- Problem requirements
Identify each line of the data below that contains the string "negative", treating uppercase and lowercase letters as distinct, and copy every such line.

Stored data

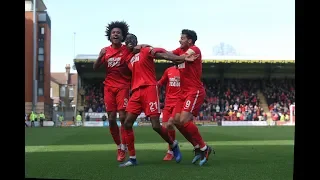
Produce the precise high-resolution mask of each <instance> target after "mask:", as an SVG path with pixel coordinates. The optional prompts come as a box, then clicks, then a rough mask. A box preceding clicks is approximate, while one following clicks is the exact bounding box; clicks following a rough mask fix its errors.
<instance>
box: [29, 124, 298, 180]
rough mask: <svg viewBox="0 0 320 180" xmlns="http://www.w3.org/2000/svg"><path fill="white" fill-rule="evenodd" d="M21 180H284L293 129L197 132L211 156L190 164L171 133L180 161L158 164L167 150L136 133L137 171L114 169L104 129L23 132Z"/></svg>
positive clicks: (117, 164)
mask: <svg viewBox="0 0 320 180" xmlns="http://www.w3.org/2000/svg"><path fill="white" fill-rule="evenodd" d="M25 131H26V132H25V134H26V136H25V152H26V153H25V164H26V177H38V178H64V179H87V180H99V179H101V180H109V179H111V180H118V179H119V180H129V179H138V180H148V179H151V180H158V179H159V180H160V179H161V180H162V179H173V180H189V179H190V180H195V179H214V180H239V179H240V180H242V179H243V180H290V179H292V178H293V153H294V151H293V148H294V127H199V131H200V132H201V134H202V136H203V138H204V140H205V141H206V142H207V143H208V144H209V145H211V146H212V147H214V149H215V150H216V155H215V156H211V157H210V160H209V162H208V163H207V164H206V165H205V166H203V167H199V166H198V165H193V164H191V160H192V157H193V156H192V155H193V152H192V146H191V145H190V144H189V143H187V142H186V140H185V139H184V138H183V137H182V136H181V135H180V133H179V132H177V140H178V141H179V142H180V149H181V152H182V154H183V160H182V161H181V162H180V163H179V164H177V163H176V162H174V161H172V162H164V161H162V158H163V157H164V155H165V152H166V148H167V145H166V144H165V143H164V142H163V140H162V139H161V138H160V137H159V136H158V135H157V134H156V133H155V132H153V130H152V129H151V127H136V128H135V136H136V149H137V160H138V163H139V165H138V166H136V167H127V168H119V167H118V165H119V163H118V162H117V161H116V146H115V145H114V143H113V140H112V137H111V135H110V133H109V129H108V127H101V128H95V127H93V128H89V127H87V128H82V127H81V128H77V127H75V128H72V127H70V128H26V129H25Z"/></svg>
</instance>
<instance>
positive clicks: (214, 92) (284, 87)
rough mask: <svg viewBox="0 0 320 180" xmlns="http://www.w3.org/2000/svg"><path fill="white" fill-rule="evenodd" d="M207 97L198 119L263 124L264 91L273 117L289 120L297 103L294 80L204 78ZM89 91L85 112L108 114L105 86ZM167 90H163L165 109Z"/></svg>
mask: <svg viewBox="0 0 320 180" xmlns="http://www.w3.org/2000/svg"><path fill="white" fill-rule="evenodd" d="M203 83H204V87H205V89H206V93H207V96H206V98H205V102H204V103H203V105H202V107H201V110H200V113H199V115H198V116H197V117H194V119H195V120H210V121H216V120H225V121H263V120H266V119H267V114H266V113H265V112H264V110H263V108H262V107H260V104H259V103H260V100H259V98H258V95H257V91H258V89H261V90H262V92H263V94H264V95H265V97H266V100H267V103H268V105H269V109H270V112H271V115H272V117H274V116H275V117H277V118H278V120H280V118H282V117H284V118H288V117H286V115H288V114H289V106H290V105H291V104H294V101H295V84H294V81H291V80H274V79H273V80H244V79H241V80H240V79H224V81H223V82H220V81H219V80H217V79H204V80H203ZM84 90H85V112H105V105H104V101H103V84H102V83H99V84H88V85H86V86H85V87H84ZM164 100H165V89H164V88H161V90H160V103H161V107H163V106H164Z"/></svg>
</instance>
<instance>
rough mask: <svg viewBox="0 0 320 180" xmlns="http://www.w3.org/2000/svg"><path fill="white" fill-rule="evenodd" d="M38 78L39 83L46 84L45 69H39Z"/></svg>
mask: <svg viewBox="0 0 320 180" xmlns="http://www.w3.org/2000/svg"><path fill="white" fill-rule="evenodd" d="M38 77H39V83H40V82H41V83H43V82H44V68H43V67H39V68H38Z"/></svg>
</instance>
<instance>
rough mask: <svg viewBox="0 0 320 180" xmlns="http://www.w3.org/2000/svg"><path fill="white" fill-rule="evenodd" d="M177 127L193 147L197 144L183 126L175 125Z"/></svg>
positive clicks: (194, 146)
mask: <svg viewBox="0 0 320 180" xmlns="http://www.w3.org/2000/svg"><path fill="white" fill-rule="evenodd" d="M176 127H177V129H178V130H179V131H180V133H181V134H182V135H183V136H184V138H186V140H188V141H189V142H190V143H191V144H192V146H193V147H195V146H196V145H198V143H197V142H196V141H195V139H193V138H192V136H191V135H190V134H189V133H188V131H187V130H186V129H185V128H184V127H183V126H176Z"/></svg>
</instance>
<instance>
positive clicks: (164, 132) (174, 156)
mask: <svg viewBox="0 0 320 180" xmlns="http://www.w3.org/2000/svg"><path fill="white" fill-rule="evenodd" d="M158 92H159V91H158V88H157V86H146V87H143V88H141V95H142V98H141V100H142V110H143V111H144V113H145V114H146V116H148V117H150V120H151V123H152V128H153V130H154V131H156V132H157V133H158V134H159V135H160V136H161V137H162V139H163V140H165V141H166V142H167V143H168V144H169V145H170V147H171V149H172V151H173V154H174V158H175V160H176V162H180V161H181V159H182V156H181V153H180V149H179V146H178V142H177V141H175V140H173V139H171V138H170V136H169V134H168V130H167V128H165V127H163V126H161V125H160V120H159V119H160V114H161V111H160V102H159V95H158Z"/></svg>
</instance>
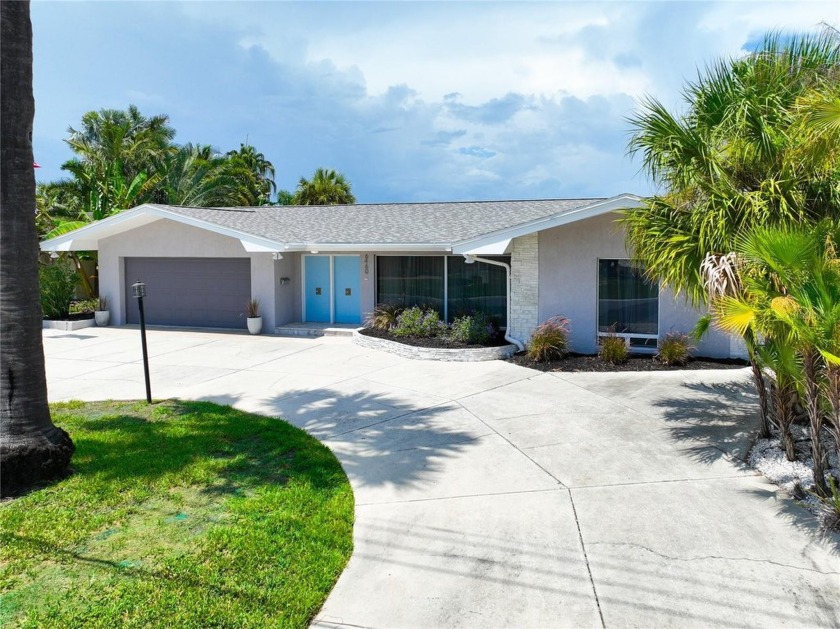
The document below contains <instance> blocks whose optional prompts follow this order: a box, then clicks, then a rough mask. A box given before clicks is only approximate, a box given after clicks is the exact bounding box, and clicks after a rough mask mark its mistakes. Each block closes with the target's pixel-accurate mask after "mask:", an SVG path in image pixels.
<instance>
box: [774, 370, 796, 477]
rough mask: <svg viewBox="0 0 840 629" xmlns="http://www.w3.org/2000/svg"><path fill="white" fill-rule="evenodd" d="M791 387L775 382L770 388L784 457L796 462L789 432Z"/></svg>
mask: <svg viewBox="0 0 840 629" xmlns="http://www.w3.org/2000/svg"><path fill="white" fill-rule="evenodd" d="M794 394H795V392H794V390H793V387H792V386H791V385H790V384H788V383H785V382H783V383H782V384H781V385H779V382H778V381H777V382H776V383H775V385H774V386H773V388H772V392H771V395H772V397H773V411H774V415H775V417H776V424H777V425H778V426H779V437H780V438H781V440H782V446H783V447H784V449H785V457H786V458H787V460H788V461H795V460H796V444H795V443H794V441H793V435H792V434H791V432H790V425H791V424H792V423H793V400H794Z"/></svg>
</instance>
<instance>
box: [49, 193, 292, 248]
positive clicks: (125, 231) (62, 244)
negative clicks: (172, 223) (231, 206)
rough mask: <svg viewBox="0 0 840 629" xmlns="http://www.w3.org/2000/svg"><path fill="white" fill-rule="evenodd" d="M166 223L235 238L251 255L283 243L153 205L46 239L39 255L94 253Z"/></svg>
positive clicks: (142, 205)
mask: <svg viewBox="0 0 840 629" xmlns="http://www.w3.org/2000/svg"><path fill="white" fill-rule="evenodd" d="M164 218H166V219H169V220H172V221H176V222H178V223H183V224H185V225H190V226H191V227H197V228H199V229H205V230H207V231H209V232H214V233H217V234H221V235H222V236H229V237H231V238H236V239H237V240H239V241H240V242H241V243H242V246H243V247H244V248H245V251H248V252H251V253H259V252H274V251H281V250H282V249H283V247H284V245H283V243H279V242H276V241H273V240H269V239H268V238H262V237H260V236H254V235H253V234H248V233H245V232H242V231H239V230H237V229H230V228H228V227H222V226H221V225H216V224H215V223H211V222H209V221H203V220H201V219H197V218H193V217H191V216H184V215H183V214H178V213H177V212H171V211H169V210H167V209H164V208H161V207H159V206H156V205H151V204H145V205H140V206H138V207H136V208H133V209H131V210H125V211H123V212H120V213H119V214H115V215H114V216H109V217H108V218H106V219H104V220H101V221H97V222H95V223H91V224H90V225H86V226H84V227H80V228H79V229H76V230H73V231H72V232H70V233H68V234H65V235H63V236H57V237H55V238H50V239H49V240H45V241H43V242H42V243H41V251H97V250H98V249H99V241H100V240H101V239H103V238H108V237H109V236H115V235H117V234H121V233H123V232H126V231H129V230H132V229H134V228H136V227H142V226H143V225H148V224H149V223H153V222H154V221H157V220H160V219H164Z"/></svg>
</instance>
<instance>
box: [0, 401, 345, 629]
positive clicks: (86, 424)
mask: <svg viewBox="0 0 840 629" xmlns="http://www.w3.org/2000/svg"><path fill="white" fill-rule="evenodd" d="M53 420H54V422H55V423H56V424H57V425H59V426H61V427H63V428H64V429H66V430H67V431H68V432H69V433H70V435H71V436H72V437H73V440H74V441H75V443H76V448H77V449H76V454H75V456H74V457H73V462H72V467H73V470H74V474H73V475H72V476H70V477H69V478H67V479H65V480H63V481H61V482H59V483H56V484H55V485H52V486H51V487H48V488H46V489H41V490H39V491H36V492H33V493H31V494H29V495H27V496H24V497H21V498H18V499H16V500H12V501H7V502H4V503H2V504H0V542H2V548H0V559H1V560H2V562H1V563H0V593H1V594H2V599H0V626H2V627H4V628H5V627H12V626H27V627H109V628H110V627H115V626H129V627H130V626H135V627H139V626H172V627H222V626H224V627H249V626H250V627H262V626H283V627H302V626H305V625H306V624H307V623H308V622H309V621H310V620H311V618H312V617H313V616H314V615H315V614H316V613H317V611H318V609H319V608H320V606H321V604H322V603H323V601H324V599H325V598H326V597H327V594H328V593H329V591H330V589H331V588H332V586H333V584H334V583H335V581H336V579H337V578H338V575H339V574H340V573H341V571H342V569H343V568H344V566H345V564H346V563H347V560H348V559H349V557H350V552H351V550H352V545H353V542H352V532H353V494H352V491H351V489H350V484H349V483H348V481H347V477H346V475H345V474H344V471H343V470H342V469H341V466H340V465H339V463H338V461H337V460H336V459H335V457H334V456H333V455H332V453H331V452H330V451H329V450H328V449H327V448H325V447H324V446H323V445H321V444H320V443H319V442H317V441H316V440H315V439H313V438H312V437H309V436H308V435H307V434H306V433H304V432H303V431H301V430H298V429H297V428H294V427H292V426H290V425H289V424H287V423H285V422H283V421H278V420H276V419H269V418H266V417H261V416H258V415H251V414H248V413H243V412H241V411H237V410H234V409H231V408H230V407H224V406H218V405H215V404H210V403H201V402H179V401H166V402H159V403H156V404H153V405H151V406H150V405H147V404H145V403H138V402H127V403H126V402H96V403H91V404H87V403H79V402H71V403H68V404H57V405H55V406H53Z"/></svg>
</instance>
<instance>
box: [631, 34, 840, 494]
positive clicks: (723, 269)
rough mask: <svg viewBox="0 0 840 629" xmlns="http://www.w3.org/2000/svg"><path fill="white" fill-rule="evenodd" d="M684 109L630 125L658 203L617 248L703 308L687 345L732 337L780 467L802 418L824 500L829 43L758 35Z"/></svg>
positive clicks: (833, 159)
mask: <svg viewBox="0 0 840 629" xmlns="http://www.w3.org/2000/svg"><path fill="white" fill-rule="evenodd" d="M684 97H685V101H686V110H685V112H684V113H683V114H681V115H672V114H671V113H669V112H668V111H667V110H666V109H665V107H663V106H662V105H661V103H659V102H658V101H656V100H655V99H652V98H649V99H647V100H646V101H644V102H643V103H642V106H641V108H640V110H639V112H637V113H636V114H635V115H634V116H633V117H632V118H631V119H630V122H631V125H632V127H633V135H632V137H631V140H630V143H629V150H630V152H631V153H632V154H639V155H640V156H641V158H642V163H643V167H644V169H645V170H646V171H647V173H648V174H649V175H650V176H651V177H652V179H653V181H654V182H655V183H656V184H657V186H658V187H659V193H658V194H655V195H654V196H651V197H649V198H647V199H645V200H644V202H643V204H642V205H643V206H642V207H641V208H639V209H635V210H630V211H628V212H627V213H626V215H625V217H624V224H625V226H626V228H627V234H628V236H627V239H628V246H629V247H630V249H631V250H632V251H633V252H634V255H635V256H636V257H637V258H638V259H639V261H640V262H642V263H643V264H644V266H645V268H646V269H647V272H648V274H649V275H650V276H651V277H655V278H657V279H658V280H660V282H662V284H663V285H666V286H670V287H672V288H674V289H675V290H676V291H678V292H683V293H685V294H686V296H687V298H688V299H689V301H691V302H693V303H694V304H698V305H699V304H705V305H706V306H708V307H709V312H710V316H709V317H707V318H706V319H705V320H704V321H703V324H702V325H701V326H698V333H700V332H702V330H703V327H704V326H708V324H709V323H712V324H714V325H716V326H718V327H719V328H721V329H723V330H725V331H727V332H730V333H733V334H738V335H740V336H742V337H743V339H744V341H745V344H746V347H747V350H748V354H749V357H750V362H751V365H752V373H753V377H754V381H755V384H756V387H757V390H758V398H759V403H760V407H761V408H760V417H761V434H762V436H763V437H770V436H771V434H775V435H778V437H779V438H780V440H781V442H782V443H783V445H784V449H785V453H786V455H787V457H788V458H789V459H790V460H793V459H794V458H795V457H796V455H797V452H796V448H795V443H794V439H793V436H792V433H791V426H792V424H793V423H794V422H795V421H797V420H798V418H799V417H801V416H805V417H807V425H808V427H809V434H810V442H811V447H810V458H811V459H812V461H813V469H814V486H815V490H816V492H817V493H818V494H819V495H820V496H823V497H826V496H828V495H829V493H830V492H831V491H832V488H831V487H829V485H830V484H831V483H832V479H830V478H827V474H826V470H827V461H828V450H827V447H826V445H825V441H826V440H821V439H820V435H821V434H823V435H826V433H828V432H831V433H833V442H834V445H833V447H834V448H836V449H837V452H838V456H840V256H839V255H838V251H840V34H839V33H838V32H837V31H836V30H833V29H831V28H826V29H825V30H824V31H823V32H821V33H817V34H804V35H796V36H791V37H783V36H781V35H779V34H771V35H769V36H767V37H766V38H765V40H764V42H763V45H762V46H761V47H760V48H759V49H758V50H757V51H756V52H754V53H752V54H749V55H747V56H745V57H743V58H739V59H734V60H724V61H720V62H718V63H717V64H715V65H713V66H711V67H709V68H707V69H706V71H705V73H704V74H703V75H702V76H700V77H699V79H698V80H697V81H696V82H694V83H691V84H689V85H688V86H687V88H686V89H685V92H684ZM797 411H799V412H797ZM828 441H832V440H831V439H829V440H828ZM838 504H840V503H838Z"/></svg>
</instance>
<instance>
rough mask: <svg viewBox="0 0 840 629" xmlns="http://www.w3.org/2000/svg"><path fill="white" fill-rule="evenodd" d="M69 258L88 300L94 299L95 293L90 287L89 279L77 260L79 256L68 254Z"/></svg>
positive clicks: (78, 257)
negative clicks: (81, 284)
mask: <svg viewBox="0 0 840 629" xmlns="http://www.w3.org/2000/svg"><path fill="white" fill-rule="evenodd" d="M69 256H70V259H71V260H72V261H73V264H74V265H75V266H76V275H78V276H79V279H80V280H81V281H82V288H83V289H84V290H85V295H87V298H88V299H95V298H96V292H95V291H94V290H93V286H91V284H90V278H89V277H88V275H87V273H86V272H85V270H84V268H82V261H81V260H79V256H77V255H76V254H75V253H73V252H70V253H69Z"/></svg>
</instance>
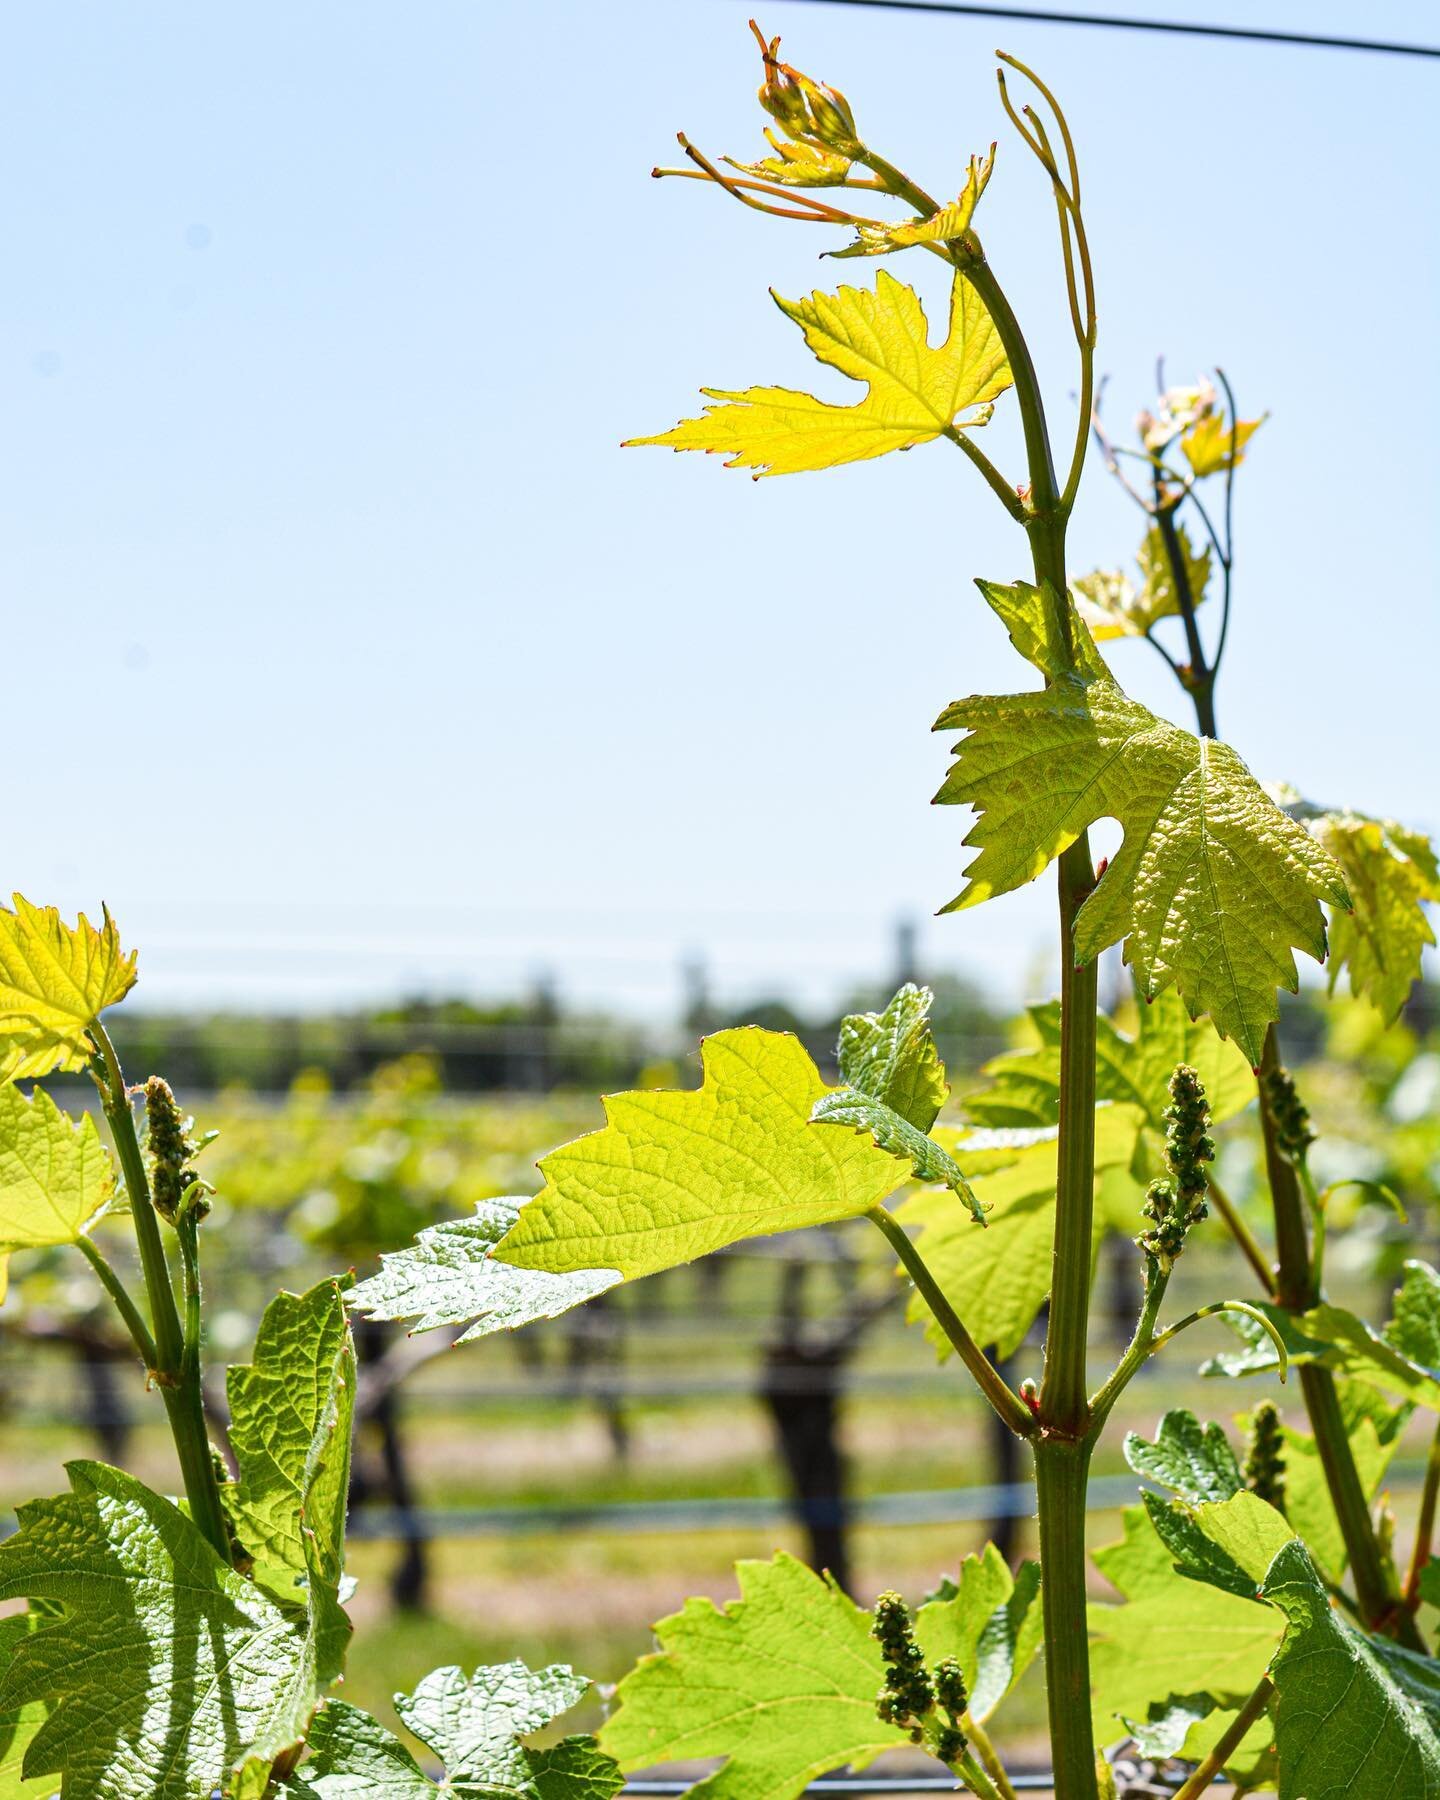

- Reply to the exercise
negative clicks: (172, 223) (231, 206)
negative clicks: (81, 284)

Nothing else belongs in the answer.